(Records)

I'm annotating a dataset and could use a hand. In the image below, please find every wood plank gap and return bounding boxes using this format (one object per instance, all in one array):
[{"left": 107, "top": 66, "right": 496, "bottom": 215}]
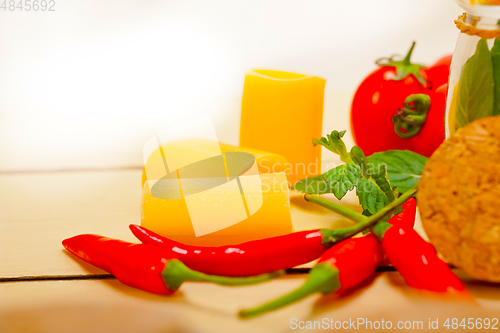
[
  {"left": 0, "top": 165, "right": 143, "bottom": 176},
  {"left": 0, "top": 274, "right": 115, "bottom": 283},
  {"left": 0, "top": 266, "right": 396, "bottom": 283}
]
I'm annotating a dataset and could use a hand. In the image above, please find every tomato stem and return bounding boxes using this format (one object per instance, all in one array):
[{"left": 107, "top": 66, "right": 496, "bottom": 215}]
[{"left": 403, "top": 41, "right": 416, "bottom": 66}]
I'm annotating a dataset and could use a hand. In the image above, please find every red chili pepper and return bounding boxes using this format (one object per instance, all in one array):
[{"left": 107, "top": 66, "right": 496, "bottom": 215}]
[
  {"left": 373, "top": 214, "right": 466, "bottom": 293},
  {"left": 239, "top": 233, "right": 384, "bottom": 318},
  {"left": 130, "top": 186, "right": 416, "bottom": 276},
  {"left": 62, "top": 234, "right": 284, "bottom": 295},
  {"left": 130, "top": 224, "right": 340, "bottom": 276}
]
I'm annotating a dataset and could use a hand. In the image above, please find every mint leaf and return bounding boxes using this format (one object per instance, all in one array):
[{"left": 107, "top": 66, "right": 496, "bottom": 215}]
[
  {"left": 367, "top": 150, "right": 427, "bottom": 193},
  {"left": 371, "top": 164, "right": 394, "bottom": 202},
  {"left": 292, "top": 175, "right": 332, "bottom": 194},
  {"left": 313, "top": 131, "right": 351, "bottom": 163},
  {"left": 490, "top": 38, "right": 500, "bottom": 115},
  {"left": 356, "top": 178, "right": 386, "bottom": 215},
  {"left": 456, "top": 39, "right": 494, "bottom": 127},
  {"left": 323, "top": 162, "right": 361, "bottom": 200},
  {"left": 350, "top": 146, "right": 368, "bottom": 177}
]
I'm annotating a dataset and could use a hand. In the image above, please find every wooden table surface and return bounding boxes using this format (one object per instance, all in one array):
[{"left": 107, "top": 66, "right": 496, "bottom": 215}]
[{"left": 0, "top": 92, "right": 500, "bottom": 333}]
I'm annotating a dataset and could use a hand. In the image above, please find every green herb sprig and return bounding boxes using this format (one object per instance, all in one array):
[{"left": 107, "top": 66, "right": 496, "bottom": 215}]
[{"left": 293, "top": 130, "right": 427, "bottom": 216}]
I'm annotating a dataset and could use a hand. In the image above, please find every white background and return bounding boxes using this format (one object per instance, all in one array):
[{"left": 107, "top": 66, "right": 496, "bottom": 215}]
[{"left": 0, "top": 0, "right": 462, "bottom": 172}]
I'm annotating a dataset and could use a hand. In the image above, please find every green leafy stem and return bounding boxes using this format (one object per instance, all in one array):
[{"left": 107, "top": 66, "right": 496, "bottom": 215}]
[{"left": 294, "top": 131, "right": 427, "bottom": 218}]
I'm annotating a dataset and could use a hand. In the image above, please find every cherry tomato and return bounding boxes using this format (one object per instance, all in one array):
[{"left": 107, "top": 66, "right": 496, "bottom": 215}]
[
  {"left": 351, "top": 45, "right": 446, "bottom": 156},
  {"left": 424, "top": 54, "right": 453, "bottom": 89}
]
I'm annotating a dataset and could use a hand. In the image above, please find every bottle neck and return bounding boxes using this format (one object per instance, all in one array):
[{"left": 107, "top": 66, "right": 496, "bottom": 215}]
[{"left": 456, "top": 0, "right": 500, "bottom": 19}]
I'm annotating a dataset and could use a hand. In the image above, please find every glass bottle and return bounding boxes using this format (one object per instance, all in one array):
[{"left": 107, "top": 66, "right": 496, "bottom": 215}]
[{"left": 444, "top": 0, "right": 500, "bottom": 138}]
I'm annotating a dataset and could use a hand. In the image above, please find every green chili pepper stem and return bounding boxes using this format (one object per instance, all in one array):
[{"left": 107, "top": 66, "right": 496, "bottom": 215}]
[
  {"left": 238, "top": 262, "right": 340, "bottom": 318},
  {"left": 161, "top": 259, "right": 285, "bottom": 290},
  {"left": 315, "top": 183, "right": 418, "bottom": 243},
  {"left": 304, "top": 193, "right": 367, "bottom": 222}
]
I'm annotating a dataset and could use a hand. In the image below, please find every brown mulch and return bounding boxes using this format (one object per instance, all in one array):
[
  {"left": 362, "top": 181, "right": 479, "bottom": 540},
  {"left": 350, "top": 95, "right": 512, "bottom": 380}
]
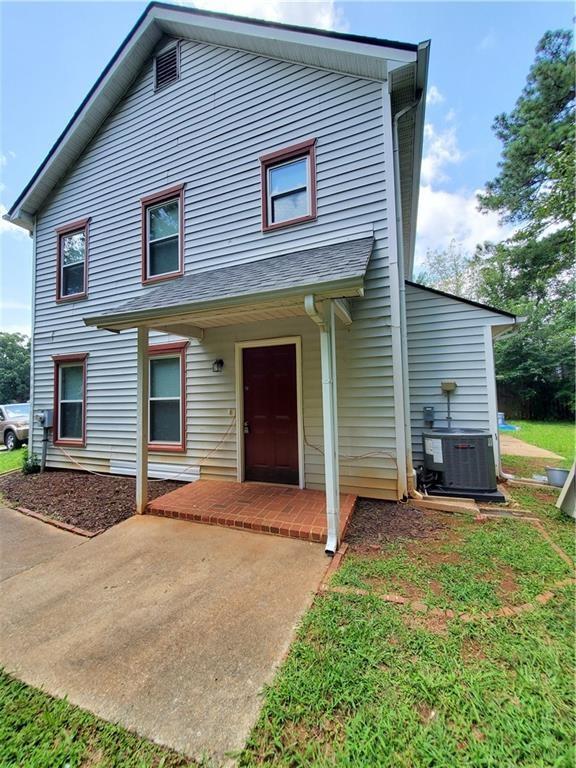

DIRECTION:
Please count how many lines above contain the string "green", treating uppercase and lowercase as different, and reply with the number alone.

ANSWER IN FULL:
3